Report how many lines of the records contain the string "blue", counting only matches with the same case. Give the number and nothing else.

Collection entries

## start

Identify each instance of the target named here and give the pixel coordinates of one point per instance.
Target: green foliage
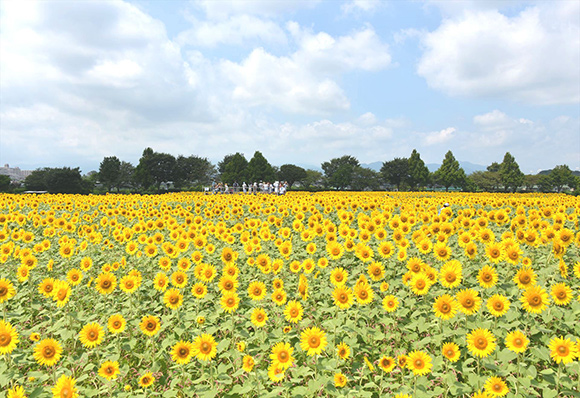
(233, 168)
(510, 173)
(109, 171)
(450, 173)
(418, 173)
(259, 169)
(396, 171)
(291, 173)
(339, 171)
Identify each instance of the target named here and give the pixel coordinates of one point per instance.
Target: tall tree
(450, 173)
(396, 171)
(259, 169)
(364, 178)
(560, 176)
(109, 170)
(233, 168)
(418, 173)
(143, 171)
(291, 173)
(510, 173)
(339, 171)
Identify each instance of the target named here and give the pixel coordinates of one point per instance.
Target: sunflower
(498, 305)
(313, 340)
(525, 277)
(450, 274)
(279, 297)
(227, 283)
(364, 294)
(230, 302)
(496, 387)
(182, 352)
(150, 325)
(343, 297)
(61, 293)
(293, 311)
(343, 350)
(562, 294)
(74, 276)
(248, 363)
(173, 299)
(420, 284)
(257, 290)
(160, 282)
(199, 290)
(480, 342)
(281, 355)
(106, 283)
(535, 299)
(259, 317)
(340, 380)
(445, 307)
(47, 352)
(7, 290)
(109, 370)
(487, 276)
(204, 347)
(65, 387)
(390, 303)
(562, 350)
(91, 335)
(451, 351)
(419, 362)
(16, 392)
(338, 276)
(128, 284)
(469, 301)
(516, 341)
(116, 323)
(8, 337)
(387, 363)
(146, 380)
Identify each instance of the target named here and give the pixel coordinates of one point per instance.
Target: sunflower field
(302, 295)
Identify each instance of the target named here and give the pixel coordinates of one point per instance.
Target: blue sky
(300, 81)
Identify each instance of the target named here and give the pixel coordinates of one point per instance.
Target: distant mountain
(468, 167)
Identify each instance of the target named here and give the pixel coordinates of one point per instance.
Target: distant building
(15, 173)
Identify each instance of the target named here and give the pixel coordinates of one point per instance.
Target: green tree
(192, 170)
(364, 179)
(396, 171)
(233, 168)
(339, 171)
(259, 169)
(109, 170)
(291, 173)
(487, 181)
(4, 183)
(450, 173)
(143, 171)
(510, 173)
(418, 173)
(561, 176)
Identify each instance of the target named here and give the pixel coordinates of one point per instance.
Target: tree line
(159, 172)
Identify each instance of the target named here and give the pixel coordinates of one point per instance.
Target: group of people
(276, 187)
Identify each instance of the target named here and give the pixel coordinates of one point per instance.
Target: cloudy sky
(300, 81)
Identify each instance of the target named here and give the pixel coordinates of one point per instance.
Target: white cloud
(224, 8)
(235, 30)
(439, 137)
(303, 82)
(533, 57)
(360, 5)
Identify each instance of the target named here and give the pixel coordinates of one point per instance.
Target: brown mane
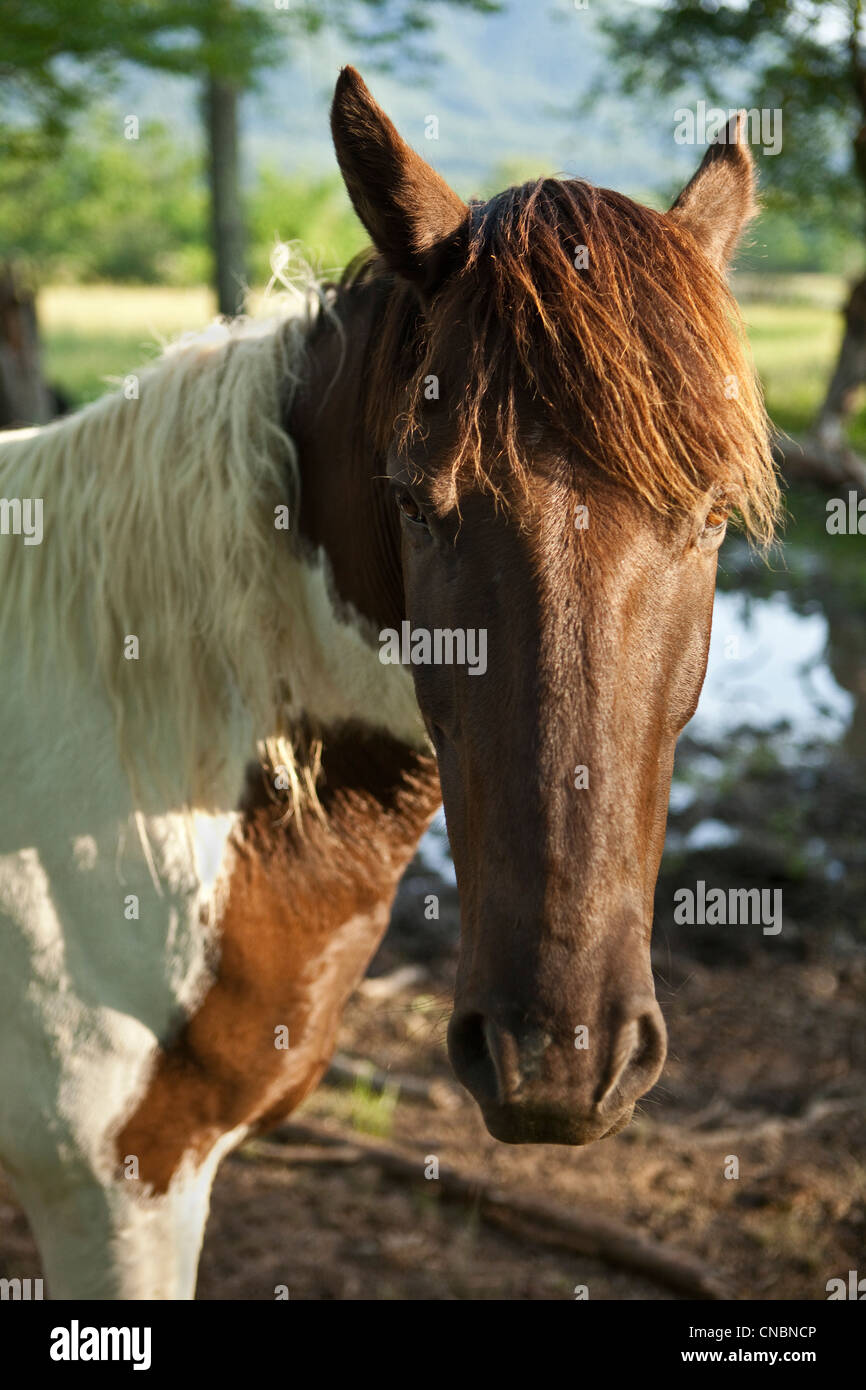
(637, 362)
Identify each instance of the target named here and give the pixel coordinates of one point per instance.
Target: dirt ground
(768, 1062)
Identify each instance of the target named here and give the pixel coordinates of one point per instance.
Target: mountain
(510, 92)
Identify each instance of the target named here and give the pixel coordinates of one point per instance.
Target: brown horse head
(567, 417)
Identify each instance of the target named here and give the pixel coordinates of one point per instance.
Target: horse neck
(344, 499)
(348, 530)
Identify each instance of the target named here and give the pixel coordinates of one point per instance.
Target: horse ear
(720, 199)
(416, 221)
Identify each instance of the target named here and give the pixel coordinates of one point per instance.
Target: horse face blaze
(555, 765)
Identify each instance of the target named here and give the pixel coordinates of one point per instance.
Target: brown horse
(519, 432)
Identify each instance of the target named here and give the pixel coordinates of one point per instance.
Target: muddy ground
(766, 1064)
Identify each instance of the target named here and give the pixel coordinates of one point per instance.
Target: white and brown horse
(527, 417)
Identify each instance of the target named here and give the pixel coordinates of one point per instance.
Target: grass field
(97, 332)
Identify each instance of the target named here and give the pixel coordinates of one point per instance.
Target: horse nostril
(470, 1055)
(637, 1057)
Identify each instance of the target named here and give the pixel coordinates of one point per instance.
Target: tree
(808, 60)
(56, 53)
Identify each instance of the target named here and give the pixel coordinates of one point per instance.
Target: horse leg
(113, 1240)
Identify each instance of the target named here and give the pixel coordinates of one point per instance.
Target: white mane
(159, 520)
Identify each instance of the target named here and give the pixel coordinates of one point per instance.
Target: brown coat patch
(303, 916)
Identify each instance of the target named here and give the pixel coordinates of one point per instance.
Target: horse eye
(716, 519)
(410, 509)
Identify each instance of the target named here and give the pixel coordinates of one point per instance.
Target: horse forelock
(599, 319)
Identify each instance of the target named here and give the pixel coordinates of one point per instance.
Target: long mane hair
(613, 324)
(160, 524)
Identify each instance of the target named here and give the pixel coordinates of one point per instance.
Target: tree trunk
(225, 213)
(25, 399)
(850, 374)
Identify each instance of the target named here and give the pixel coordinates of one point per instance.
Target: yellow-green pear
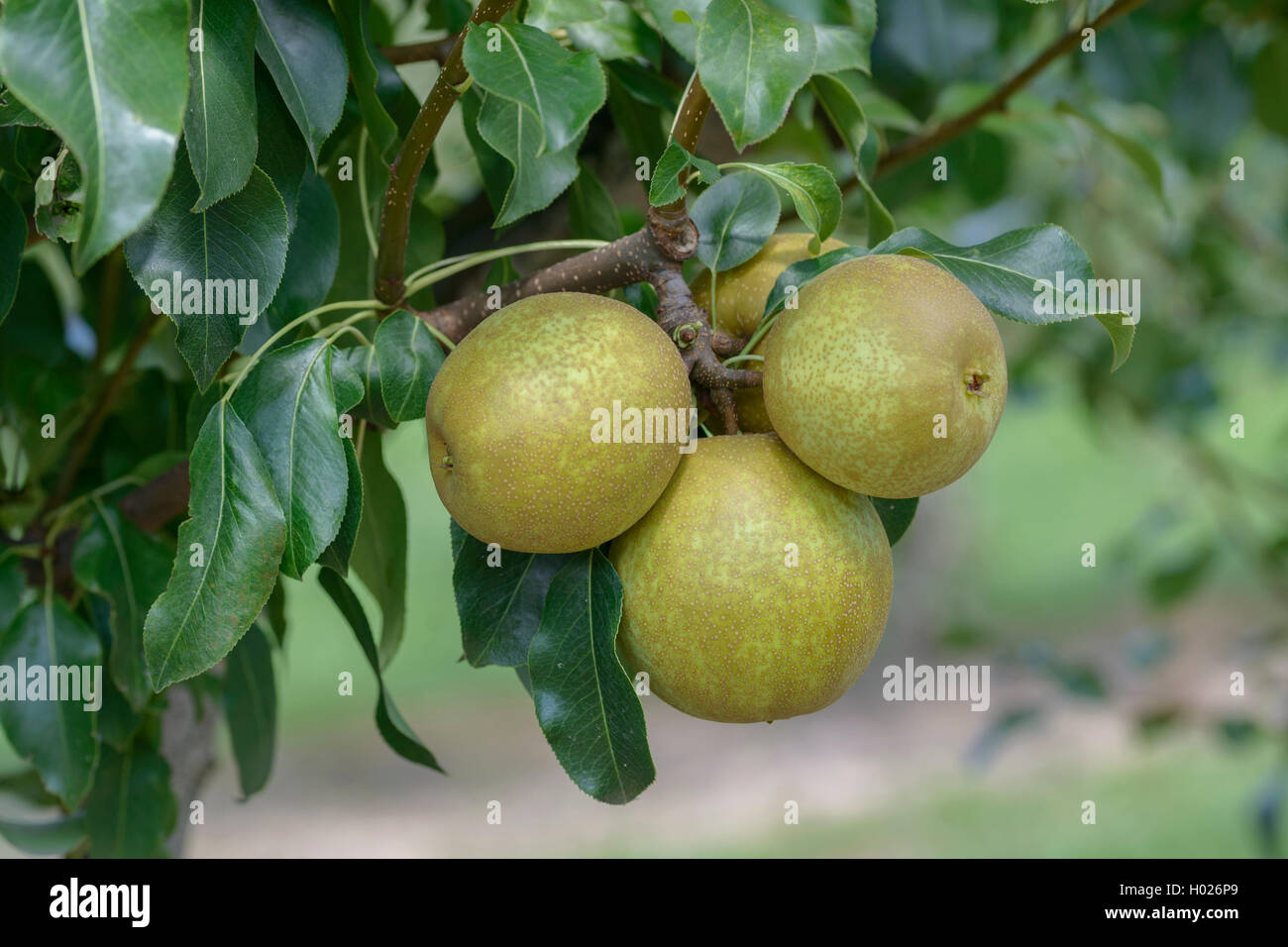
(754, 589)
(536, 437)
(889, 376)
(741, 295)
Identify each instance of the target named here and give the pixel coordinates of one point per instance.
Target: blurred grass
(1186, 800)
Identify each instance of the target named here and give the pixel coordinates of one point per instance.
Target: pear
(754, 589)
(889, 377)
(741, 295)
(514, 412)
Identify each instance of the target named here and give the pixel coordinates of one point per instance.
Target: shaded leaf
(750, 67)
(584, 698)
(53, 838)
(227, 558)
(300, 44)
(666, 184)
(117, 102)
(55, 735)
(380, 549)
(288, 407)
(235, 252)
(13, 239)
(312, 258)
(132, 810)
(338, 554)
(389, 722)
(896, 515)
(129, 569)
(811, 188)
(410, 357)
(555, 90)
(219, 125)
(734, 218)
(250, 707)
(500, 604)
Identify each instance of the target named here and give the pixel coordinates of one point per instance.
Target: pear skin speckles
(510, 412)
(889, 377)
(725, 628)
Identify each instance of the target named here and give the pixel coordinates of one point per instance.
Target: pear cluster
(756, 574)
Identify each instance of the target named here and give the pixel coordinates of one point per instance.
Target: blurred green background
(1109, 684)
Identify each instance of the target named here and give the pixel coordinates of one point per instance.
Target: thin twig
(395, 217)
(927, 141)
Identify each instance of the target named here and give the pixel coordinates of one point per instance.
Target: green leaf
(616, 34)
(366, 368)
(338, 554)
(584, 699)
(227, 558)
(116, 101)
(129, 569)
(410, 357)
(838, 95)
(498, 596)
(366, 76)
(734, 218)
(288, 407)
(555, 90)
(1133, 151)
(13, 585)
(1269, 80)
(282, 154)
(346, 380)
(591, 213)
(896, 515)
(13, 240)
(536, 179)
(552, 14)
(235, 253)
(848, 47)
(811, 188)
(60, 200)
(250, 707)
(26, 785)
(219, 125)
(1121, 335)
(635, 110)
(312, 258)
(752, 65)
(389, 722)
(132, 810)
(54, 838)
(300, 44)
(380, 551)
(665, 185)
(678, 22)
(55, 735)
(14, 112)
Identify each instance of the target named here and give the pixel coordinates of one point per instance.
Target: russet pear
(510, 420)
(889, 377)
(741, 295)
(754, 589)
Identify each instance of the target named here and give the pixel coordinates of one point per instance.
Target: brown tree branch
(395, 217)
(106, 399)
(433, 51)
(927, 141)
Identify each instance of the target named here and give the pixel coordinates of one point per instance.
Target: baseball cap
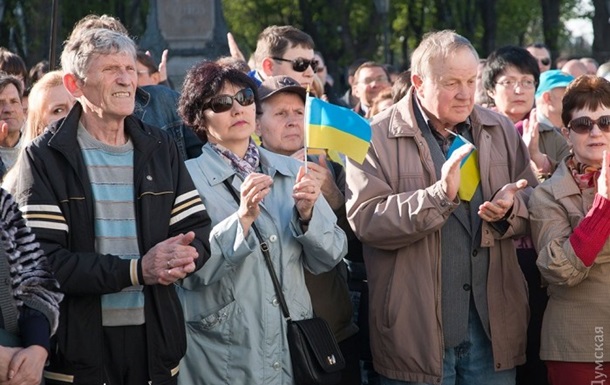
(274, 84)
(553, 79)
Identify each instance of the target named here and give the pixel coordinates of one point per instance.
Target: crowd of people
(469, 247)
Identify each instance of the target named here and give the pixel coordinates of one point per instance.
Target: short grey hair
(435, 46)
(78, 51)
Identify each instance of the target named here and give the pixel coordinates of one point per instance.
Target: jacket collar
(64, 133)
(216, 170)
(563, 182)
(403, 121)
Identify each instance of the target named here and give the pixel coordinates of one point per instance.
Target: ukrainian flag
(470, 176)
(337, 128)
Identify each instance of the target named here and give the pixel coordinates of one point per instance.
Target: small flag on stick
(469, 168)
(332, 127)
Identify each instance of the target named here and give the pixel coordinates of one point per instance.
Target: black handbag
(314, 352)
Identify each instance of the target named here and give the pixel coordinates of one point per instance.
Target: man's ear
(546, 96)
(267, 66)
(257, 130)
(73, 85)
(156, 77)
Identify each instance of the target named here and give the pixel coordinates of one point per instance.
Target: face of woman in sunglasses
(304, 78)
(589, 145)
(231, 128)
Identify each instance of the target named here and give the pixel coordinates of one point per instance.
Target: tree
(601, 31)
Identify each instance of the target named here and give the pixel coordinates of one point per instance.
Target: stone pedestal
(192, 30)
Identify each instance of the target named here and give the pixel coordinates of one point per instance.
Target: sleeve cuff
(34, 328)
(135, 272)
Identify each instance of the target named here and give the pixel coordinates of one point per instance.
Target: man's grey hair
(437, 46)
(80, 49)
(6, 79)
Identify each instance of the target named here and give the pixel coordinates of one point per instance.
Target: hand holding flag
(469, 166)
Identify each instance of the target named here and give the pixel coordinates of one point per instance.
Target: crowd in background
(135, 255)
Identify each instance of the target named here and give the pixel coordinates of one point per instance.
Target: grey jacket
(397, 208)
(236, 333)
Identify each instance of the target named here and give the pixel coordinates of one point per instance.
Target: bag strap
(265, 249)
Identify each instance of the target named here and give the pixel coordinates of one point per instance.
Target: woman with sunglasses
(570, 228)
(236, 333)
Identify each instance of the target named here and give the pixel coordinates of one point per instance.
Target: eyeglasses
(585, 124)
(379, 80)
(300, 64)
(222, 103)
(511, 83)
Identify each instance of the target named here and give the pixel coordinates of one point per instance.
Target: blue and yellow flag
(337, 128)
(470, 176)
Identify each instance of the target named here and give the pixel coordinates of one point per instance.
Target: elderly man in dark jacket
(120, 220)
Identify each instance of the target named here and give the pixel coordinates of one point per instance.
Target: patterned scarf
(584, 175)
(243, 167)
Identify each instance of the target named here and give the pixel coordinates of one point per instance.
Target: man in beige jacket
(448, 302)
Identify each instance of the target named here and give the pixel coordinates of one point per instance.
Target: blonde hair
(34, 125)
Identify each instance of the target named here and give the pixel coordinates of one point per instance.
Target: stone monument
(192, 30)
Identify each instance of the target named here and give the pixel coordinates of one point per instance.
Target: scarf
(243, 167)
(584, 175)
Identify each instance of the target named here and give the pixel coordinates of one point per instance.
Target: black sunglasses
(300, 64)
(222, 103)
(584, 124)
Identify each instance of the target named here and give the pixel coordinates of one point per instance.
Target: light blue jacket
(236, 333)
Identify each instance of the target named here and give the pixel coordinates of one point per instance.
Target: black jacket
(55, 194)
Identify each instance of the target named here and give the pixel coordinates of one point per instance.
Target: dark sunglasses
(222, 103)
(584, 124)
(300, 64)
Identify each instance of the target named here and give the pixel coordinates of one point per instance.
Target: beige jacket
(578, 311)
(397, 208)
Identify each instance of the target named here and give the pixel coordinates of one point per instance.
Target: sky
(582, 27)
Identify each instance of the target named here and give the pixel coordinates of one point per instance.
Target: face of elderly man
(109, 86)
(446, 92)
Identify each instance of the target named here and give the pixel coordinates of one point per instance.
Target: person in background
(510, 77)
(547, 116)
(280, 126)
(382, 102)
(29, 299)
(542, 54)
(13, 64)
(12, 119)
(575, 68)
(349, 99)
(569, 220)
(49, 102)
(285, 50)
(148, 73)
(448, 300)
(327, 80)
(369, 80)
(238, 64)
(37, 71)
(591, 64)
(481, 98)
(235, 329)
(116, 212)
(604, 70)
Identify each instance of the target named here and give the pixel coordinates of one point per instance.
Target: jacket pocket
(216, 320)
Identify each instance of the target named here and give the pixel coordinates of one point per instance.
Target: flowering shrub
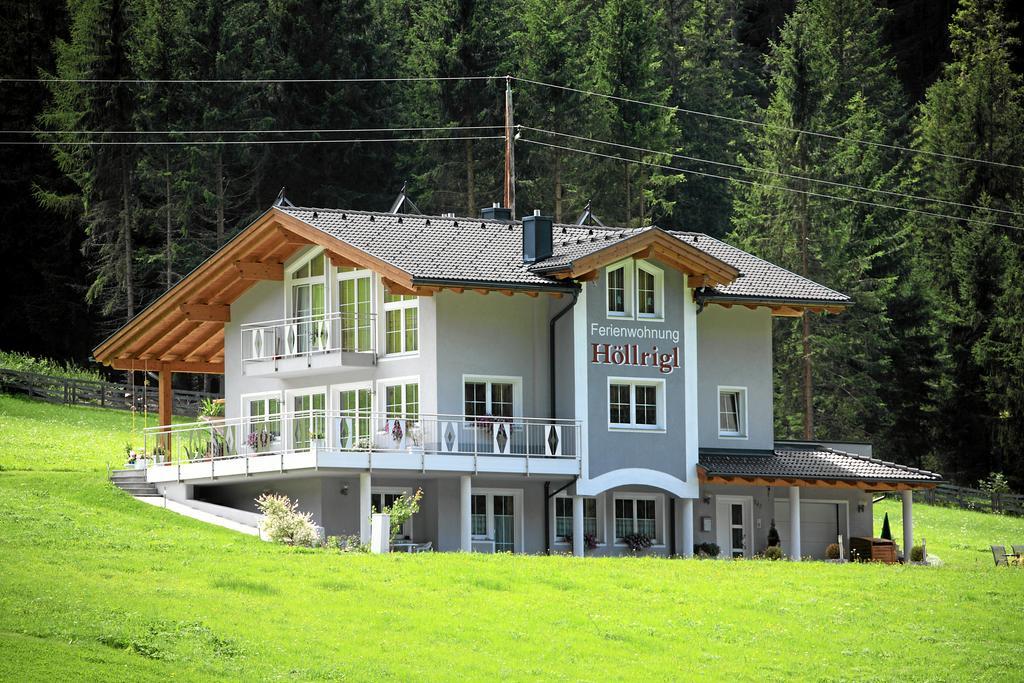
(259, 439)
(637, 542)
(284, 523)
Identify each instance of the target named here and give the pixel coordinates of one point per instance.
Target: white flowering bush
(284, 523)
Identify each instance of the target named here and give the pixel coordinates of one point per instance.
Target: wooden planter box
(872, 550)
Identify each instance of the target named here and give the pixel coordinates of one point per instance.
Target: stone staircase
(133, 482)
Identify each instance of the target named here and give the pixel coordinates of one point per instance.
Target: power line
(215, 142)
(242, 131)
(762, 124)
(244, 81)
(808, 193)
(791, 176)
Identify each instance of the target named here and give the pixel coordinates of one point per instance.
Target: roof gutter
(492, 285)
(707, 297)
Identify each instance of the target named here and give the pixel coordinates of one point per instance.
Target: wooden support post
(165, 406)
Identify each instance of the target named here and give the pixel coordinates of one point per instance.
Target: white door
(820, 525)
(732, 521)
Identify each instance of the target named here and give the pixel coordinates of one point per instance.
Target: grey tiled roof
(477, 250)
(811, 463)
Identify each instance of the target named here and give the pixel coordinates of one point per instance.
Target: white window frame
(742, 431)
(382, 387)
(517, 514)
(633, 382)
(342, 275)
(334, 401)
(289, 411)
(297, 262)
(631, 294)
(658, 274)
(246, 398)
(556, 541)
(628, 296)
(515, 381)
(400, 306)
(407, 528)
(659, 515)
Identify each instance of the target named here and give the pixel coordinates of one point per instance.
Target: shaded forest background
(929, 364)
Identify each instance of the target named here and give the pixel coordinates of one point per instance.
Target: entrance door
(496, 516)
(732, 522)
(354, 428)
(354, 306)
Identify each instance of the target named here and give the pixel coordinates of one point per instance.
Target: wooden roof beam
(211, 368)
(260, 270)
(206, 312)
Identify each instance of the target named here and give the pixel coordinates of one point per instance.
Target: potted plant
(637, 542)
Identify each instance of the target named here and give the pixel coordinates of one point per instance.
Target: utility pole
(509, 148)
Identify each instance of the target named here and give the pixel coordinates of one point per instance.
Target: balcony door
(355, 408)
(309, 420)
(497, 515)
(354, 307)
(307, 301)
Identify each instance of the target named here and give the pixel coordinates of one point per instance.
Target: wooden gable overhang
(704, 269)
(183, 330)
(811, 481)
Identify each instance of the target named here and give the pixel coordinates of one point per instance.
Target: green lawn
(96, 586)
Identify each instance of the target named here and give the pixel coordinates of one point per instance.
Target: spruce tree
(829, 72)
(975, 110)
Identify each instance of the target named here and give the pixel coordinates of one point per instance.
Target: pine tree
(829, 72)
(975, 110)
(103, 176)
(625, 58)
(710, 72)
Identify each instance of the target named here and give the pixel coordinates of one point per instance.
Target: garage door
(820, 524)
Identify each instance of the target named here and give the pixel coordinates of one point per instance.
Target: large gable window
(401, 324)
(732, 412)
(635, 290)
(636, 403)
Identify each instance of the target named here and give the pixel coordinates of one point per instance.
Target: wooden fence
(974, 499)
(99, 394)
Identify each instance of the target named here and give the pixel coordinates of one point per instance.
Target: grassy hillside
(95, 586)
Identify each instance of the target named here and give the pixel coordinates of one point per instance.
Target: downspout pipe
(553, 392)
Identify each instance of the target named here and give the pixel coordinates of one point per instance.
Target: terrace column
(578, 540)
(165, 406)
(907, 523)
(365, 508)
(687, 505)
(795, 551)
(465, 514)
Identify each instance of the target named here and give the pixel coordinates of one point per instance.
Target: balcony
(297, 346)
(323, 439)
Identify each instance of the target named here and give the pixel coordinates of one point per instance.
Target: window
(636, 515)
(264, 417)
(354, 308)
(731, 412)
(307, 307)
(401, 324)
(478, 515)
(355, 406)
(486, 397)
(402, 400)
(636, 403)
(635, 289)
(382, 499)
(616, 291)
(563, 517)
(309, 425)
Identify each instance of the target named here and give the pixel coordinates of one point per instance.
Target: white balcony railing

## end

The output –
3